**Task instructions**
Reproduce the material below between the line containing "Task: mark each instance of the path" and the line containing "Target: green field", inclusive, adding 121 to each coordinate in the answer points. Copy every other line, including the format samples, without alteration.

**Listed entries**

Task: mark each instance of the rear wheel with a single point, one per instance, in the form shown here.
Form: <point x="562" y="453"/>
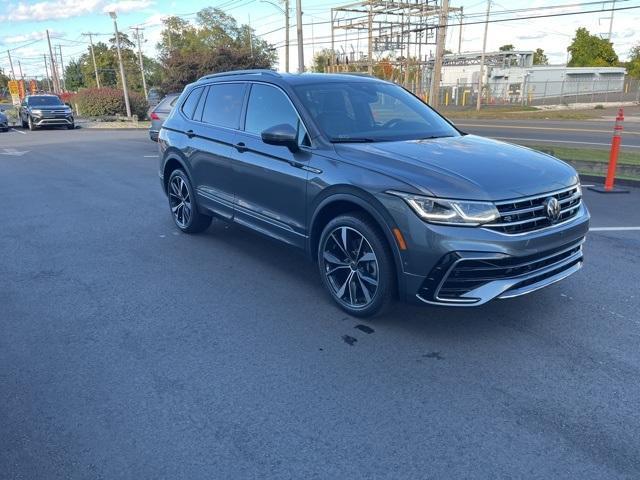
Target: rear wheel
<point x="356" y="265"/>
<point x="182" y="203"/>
* * *
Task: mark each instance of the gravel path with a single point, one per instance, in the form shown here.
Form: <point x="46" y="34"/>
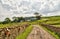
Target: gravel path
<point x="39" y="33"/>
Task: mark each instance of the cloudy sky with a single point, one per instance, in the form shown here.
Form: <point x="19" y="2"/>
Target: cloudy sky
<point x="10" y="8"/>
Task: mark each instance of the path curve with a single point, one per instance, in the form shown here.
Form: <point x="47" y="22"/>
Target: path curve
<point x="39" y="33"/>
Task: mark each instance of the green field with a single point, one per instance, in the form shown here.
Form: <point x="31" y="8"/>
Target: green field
--
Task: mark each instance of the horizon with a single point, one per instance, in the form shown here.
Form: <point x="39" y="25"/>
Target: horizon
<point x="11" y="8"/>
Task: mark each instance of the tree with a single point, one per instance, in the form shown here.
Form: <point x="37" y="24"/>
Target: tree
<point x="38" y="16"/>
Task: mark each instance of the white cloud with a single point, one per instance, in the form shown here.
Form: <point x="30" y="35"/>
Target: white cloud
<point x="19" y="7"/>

**Solution below**
Task: mark each instance of the path curve with a single point, one per instance, in the form shown here.
Form: <point x="47" y="22"/>
Target: path curve
<point x="160" y="154"/>
Task: mark each instance of the green field with a single point, one per instance, in the form shown here.
Form: <point x="31" y="8"/>
Target: green field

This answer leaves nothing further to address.